▶ [WHAT IS EXPECTED]:
Each entry should be repeated exactly. Its pictures should not be.

++++ GIVEN INFORMATION ++++

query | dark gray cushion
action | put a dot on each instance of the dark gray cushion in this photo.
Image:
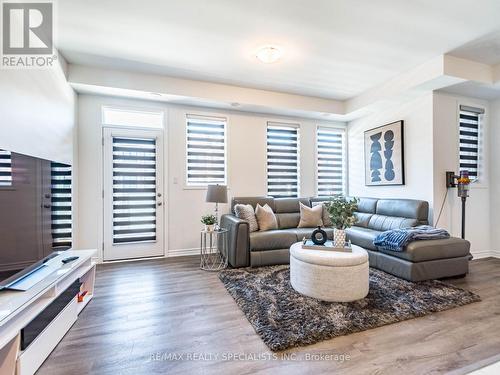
(272, 239)
(362, 237)
(289, 205)
(253, 201)
(425, 250)
(383, 223)
(409, 208)
(288, 220)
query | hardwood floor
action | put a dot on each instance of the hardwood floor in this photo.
(144, 311)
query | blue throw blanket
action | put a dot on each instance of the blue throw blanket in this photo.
(397, 239)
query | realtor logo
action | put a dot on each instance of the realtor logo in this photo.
(27, 28)
(27, 34)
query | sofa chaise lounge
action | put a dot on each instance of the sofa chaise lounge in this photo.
(421, 260)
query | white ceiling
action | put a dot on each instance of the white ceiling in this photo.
(333, 49)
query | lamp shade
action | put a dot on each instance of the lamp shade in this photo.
(216, 194)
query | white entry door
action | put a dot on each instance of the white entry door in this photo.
(133, 194)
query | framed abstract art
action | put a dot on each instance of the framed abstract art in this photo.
(384, 155)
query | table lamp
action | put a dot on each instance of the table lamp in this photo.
(216, 194)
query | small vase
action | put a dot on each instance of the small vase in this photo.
(339, 238)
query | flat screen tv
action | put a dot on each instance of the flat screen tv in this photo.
(35, 213)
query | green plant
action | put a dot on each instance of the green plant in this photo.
(341, 211)
(208, 219)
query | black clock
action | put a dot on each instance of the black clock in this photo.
(319, 236)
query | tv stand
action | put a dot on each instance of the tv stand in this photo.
(18, 309)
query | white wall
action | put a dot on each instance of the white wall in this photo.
(38, 118)
(494, 142)
(38, 113)
(431, 149)
(417, 117)
(446, 158)
(246, 167)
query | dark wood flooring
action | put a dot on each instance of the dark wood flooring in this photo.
(145, 311)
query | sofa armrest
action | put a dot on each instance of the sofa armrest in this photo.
(238, 246)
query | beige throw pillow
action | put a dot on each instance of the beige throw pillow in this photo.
(247, 213)
(327, 222)
(310, 217)
(266, 218)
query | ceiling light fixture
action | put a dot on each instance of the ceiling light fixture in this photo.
(269, 54)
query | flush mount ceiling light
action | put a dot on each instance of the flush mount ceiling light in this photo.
(269, 54)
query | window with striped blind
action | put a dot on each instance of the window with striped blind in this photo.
(330, 161)
(61, 206)
(5, 168)
(282, 160)
(205, 151)
(469, 129)
(134, 190)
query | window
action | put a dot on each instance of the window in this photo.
(61, 206)
(469, 127)
(5, 168)
(330, 161)
(282, 160)
(130, 117)
(134, 190)
(206, 151)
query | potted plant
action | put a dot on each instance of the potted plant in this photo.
(209, 221)
(341, 211)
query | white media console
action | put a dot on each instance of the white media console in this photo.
(18, 309)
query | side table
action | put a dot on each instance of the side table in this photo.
(213, 250)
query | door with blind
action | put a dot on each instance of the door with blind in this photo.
(133, 194)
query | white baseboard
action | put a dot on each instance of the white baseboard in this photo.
(486, 254)
(182, 252)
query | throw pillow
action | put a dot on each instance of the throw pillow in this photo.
(327, 222)
(310, 217)
(266, 218)
(247, 213)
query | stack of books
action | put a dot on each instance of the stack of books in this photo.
(309, 245)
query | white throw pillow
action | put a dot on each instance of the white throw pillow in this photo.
(247, 213)
(310, 217)
(266, 218)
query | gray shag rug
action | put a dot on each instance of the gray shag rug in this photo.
(283, 318)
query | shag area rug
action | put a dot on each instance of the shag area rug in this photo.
(284, 318)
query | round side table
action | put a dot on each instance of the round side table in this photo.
(213, 250)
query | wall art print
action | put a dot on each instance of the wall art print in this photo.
(384, 155)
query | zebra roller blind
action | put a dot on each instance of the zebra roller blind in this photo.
(134, 190)
(5, 168)
(282, 160)
(469, 127)
(206, 150)
(61, 206)
(330, 161)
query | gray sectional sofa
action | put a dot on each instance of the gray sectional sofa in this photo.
(421, 260)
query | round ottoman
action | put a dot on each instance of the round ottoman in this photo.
(329, 275)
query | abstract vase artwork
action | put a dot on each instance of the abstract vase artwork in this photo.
(384, 159)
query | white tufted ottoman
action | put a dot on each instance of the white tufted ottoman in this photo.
(329, 275)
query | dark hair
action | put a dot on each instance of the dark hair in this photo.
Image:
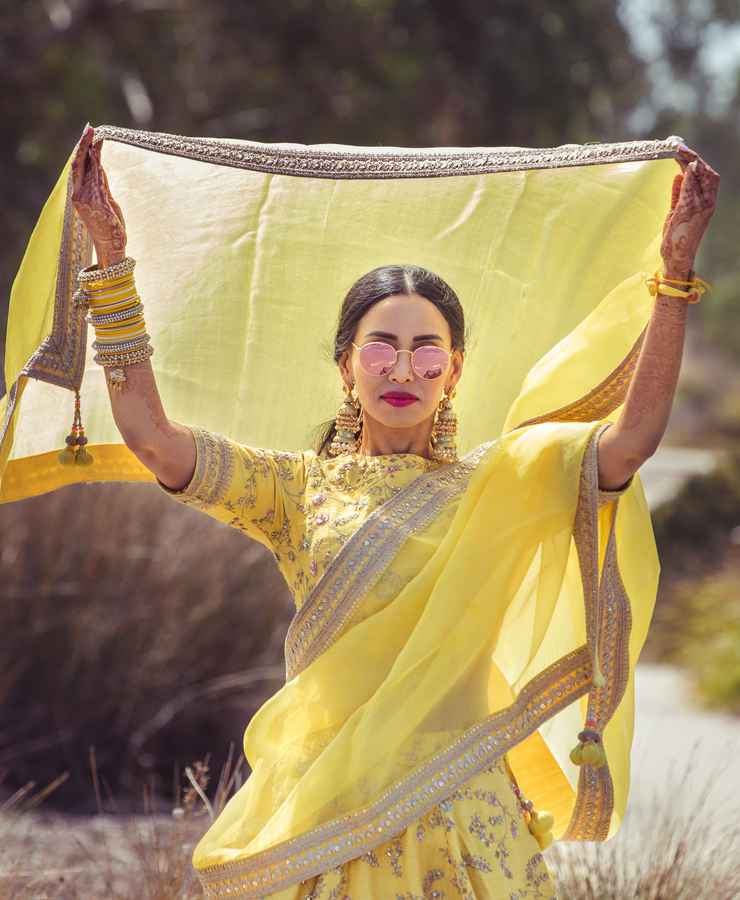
(376, 285)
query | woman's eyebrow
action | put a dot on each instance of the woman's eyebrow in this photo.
(394, 337)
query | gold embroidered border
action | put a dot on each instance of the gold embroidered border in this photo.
(347, 837)
(608, 617)
(366, 555)
(600, 400)
(9, 409)
(312, 160)
(60, 357)
(214, 469)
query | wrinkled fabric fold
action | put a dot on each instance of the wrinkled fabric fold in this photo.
(245, 249)
(516, 577)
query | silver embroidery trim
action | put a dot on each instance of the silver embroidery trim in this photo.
(346, 837)
(214, 470)
(60, 357)
(314, 161)
(601, 400)
(364, 557)
(9, 410)
(608, 612)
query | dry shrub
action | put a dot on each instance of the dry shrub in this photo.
(662, 852)
(132, 624)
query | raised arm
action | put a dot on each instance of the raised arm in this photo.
(635, 436)
(165, 447)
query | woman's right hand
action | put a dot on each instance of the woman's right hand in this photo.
(94, 202)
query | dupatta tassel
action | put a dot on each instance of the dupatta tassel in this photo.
(75, 452)
(539, 823)
(590, 748)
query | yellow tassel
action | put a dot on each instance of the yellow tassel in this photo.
(83, 457)
(540, 825)
(75, 452)
(593, 754)
(67, 456)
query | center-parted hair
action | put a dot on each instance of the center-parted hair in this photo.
(376, 285)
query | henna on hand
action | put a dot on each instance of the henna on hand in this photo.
(693, 201)
(94, 202)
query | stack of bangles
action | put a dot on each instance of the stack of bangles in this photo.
(690, 290)
(117, 314)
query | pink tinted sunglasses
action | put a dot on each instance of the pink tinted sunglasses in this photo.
(379, 358)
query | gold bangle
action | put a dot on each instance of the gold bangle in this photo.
(658, 284)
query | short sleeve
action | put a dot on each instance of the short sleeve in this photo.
(604, 495)
(256, 490)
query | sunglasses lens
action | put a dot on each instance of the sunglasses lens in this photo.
(377, 358)
(430, 362)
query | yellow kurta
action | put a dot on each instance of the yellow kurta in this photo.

++++

▶ [PROBLEM SOLUTION]:
query | dark gray cushion
action | put a dot on each instance of the dark gray cushion in this photo.
Image:
(272, 239)
(362, 237)
(289, 205)
(253, 201)
(425, 250)
(383, 223)
(409, 208)
(288, 220)
query | hardwood floor
action | put a dot on each instance of the hardwood floor in this photo.
(144, 311)
query | blue throw blanket
action | put a dot on each instance of the blue throw blanket in this photo.
(397, 239)
query | realtor logo
action | put a dot on each instance of the realtor logo in this photo.
(27, 28)
(27, 34)
query | sofa chaise lounge
action | put a dot on each instance of the sofa chaise lounge in this photo.
(421, 260)
query | white ceiling
action | put a dot on each instance of the white ceiling in this photo.
(333, 49)
query | lamp shade
action | put a dot on each instance of the lamp shade in this photo.
(216, 194)
query | white entry door
action | put a dot on each instance of the white entry door in this photo.
(133, 194)
query | framed abstract art
action | put a dot on each instance of the framed abstract art in this photo.
(384, 155)
query | table lamp
action | put a dot on each instance of the table lamp in this photo.
(216, 194)
query | small vase
action | put a dot on each instance of the small vase in this photo.
(339, 238)
query | flat screen tv
action | put a dot on each instance of the flat screen tv in this photo.
(35, 213)
query | green plant
action | put a dot on each instance of the green plant in this photo.
(341, 211)
(208, 219)
query | black clock
action | put a dot on each instance of the black clock in this photo.
(319, 236)
query | tv stand
action | put a dot on each instance of the tv stand in this photo.
(18, 309)
query | white wall
action | put a dot on each instance of the white wall in this photo.
(38, 118)
(494, 142)
(38, 113)
(431, 149)
(417, 117)
(446, 158)
(246, 167)
query | dark wood flooring
action | put a dot on each instance of the dark wood flooring in this photo.
(145, 311)
query | sofa armrest
action | put a dot on each instance of the sofa armrest in this photo.
(238, 246)
query | beige throw pillow
action | put a dot on each instance of the beige throw pillow in this photo.
(247, 213)
(327, 222)
(310, 217)
(266, 218)
query | ceiling light fixture
action | put a dot on each instance of the ceiling light fixture in this photo.
(269, 54)
query | flush mount ceiling light
action | put a dot on each instance of the flush mount ceiling light in this photo.
(269, 54)
query | window with striped blind
action | put a dot on each instance of the window with striped blind in this photo.
(330, 161)
(61, 206)
(5, 168)
(282, 160)
(205, 151)
(469, 129)
(134, 190)
query | window
action | put a dot on each instance of the window in this photo.
(61, 206)
(469, 127)
(5, 168)
(330, 161)
(282, 160)
(130, 117)
(134, 190)
(206, 151)
query | potted plant
action | put a dot on each instance of the potted plant in this photo.
(209, 221)
(341, 211)
query | white media console
action | put a dot on each instance of the white media console in this photo.
(18, 309)
query | side table
action | put a dot on each instance of the side table in this photo.
(213, 250)
query | door with blind
action | put a dot on each instance of the door with blind in this photo.
(133, 194)
query | white baseboard
action | put a dot on each instance of the white baseboard in this photo.
(486, 254)
(182, 252)
query | throw pillow
action | put a dot on each instance of the throw pillow in this photo.
(327, 222)
(310, 217)
(266, 218)
(247, 213)
query | stack of books
action | put a dot on each instance of the stack of books in this photo.
(309, 245)
query | white throw pillow
action | put a dot on each instance of the white throw pillow in this photo.
(247, 213)
(310, 217)
(266, 218)
query | gray shag rug
action | put a dot on each instance of the gray shag rug in this photo.
(283, 318)
query | shag area rug
action | put a dot on each instance of the shag area rug in this photo.
(284, 318)
query | round side table
action | put a dot on each instance of the round side table in this photo.
(213, 250)
query | wall art print
action | put a dot on each instance of the wall art print in this photo.
(384, 155)
query | zebra roller blind
action | put a dot on each instance of the zebra roller blind in this photo.
(134, 190)
(5, 168)
(282, 160)
(469, 127)
(206, 150)
(61, 206)
(330, 161)
query | gray sectional sofa
action | put a dot on each instance of the gray sectional sofa in this photo.
(421, 260)
query | round ottoman
action | put a dot on each instance of the round ottoman in this photo.
(329, 275)
query | abstract vase artwork
action | put a dot on each instance of the abstract vase artwork in this photo.
(384, 159)
query | white tufted ottoman
action | put a dot on each instance of the white tufted ottoman in this photo.
(329, 275)
query | dark hair
action | put a dot on each instance of the dark hair in this photo.
Image:
(376, 285)
query | woman's eyebrow
action | put a dot on each instance of the woman's eyebrow in this photo.
(394, 337)
query | gold embroidered border
action | put a dot on each instance of the gold embroidered border in this photo.
(347, 837)
(608, 617)
(366, 555)
(600, 400)
(9, 409)
(312, 160)
(60, 357)
(214, 469)
query | wrinkled fabric fold
action | put a dot on each instance of the wrinkled fabric fold in this photo.
(245, 249)
(516, 577)
query | silver embroidery trim
action | put a dot on each instance of the silver embroidery trim in this photo.
(346, 837)
(214, 470)
(60, 357)
(314, 161)
(601, 400)
(364, 557)
(9, 410)
(608, 612)
query | dry shrub
action | put a dot on each instance of the dry shrub in this photo.
(662, 852)
(132, 624)
query | raised arm
action | put a dot on each instance of the raised arm in this photo.
(635, 436)
(165, 447)
query | woman's right hand
action | put a dot on each instance of the woman's right hand in this photo.
(94, 202)
query | dupatta tassel
action | put a dot on each instance of the dupatta tassel in this photo.
(75, 452)
(539, 823)
(590, 748)
query | yellow tassel
action | put a dot on each instance of the yellow tassel in this photo.
(83, 457)
(540, 825)
(75, 452)
(593, 754)
(67, 456)
query | center-parted hair
action | put a dot on each instance of the center-parted hair in this photo.
(376, 285)
query | henna on hand
action | put a dot on each instance of the henna on hand in this photo.
(693, 201)
(94, 202)
query | stack of bangles
action | put a dot on each instance of the stack of bangles in this photo.
(690, 290)
(117, 314)
query | pink tinted sunglasses
action | put a dot on each instance of the pink tinted sunglasses in this photo.
(379, 358)
query | gold bangle
action | put a dot on each instance of the gold bangle in this photo.
(658, 284)
query | short sleeve
action | put a dot on each instance of the short sleeve in this photo.
(604, 495)
(256, 490)
query | sunglasses lens
action | put a dot on each instance of the sunglasses lens in this photo.
(377, 358)
(430, 362)
query | yellow kurta
action | put a dot on each instance of the yellow kurta in this photo.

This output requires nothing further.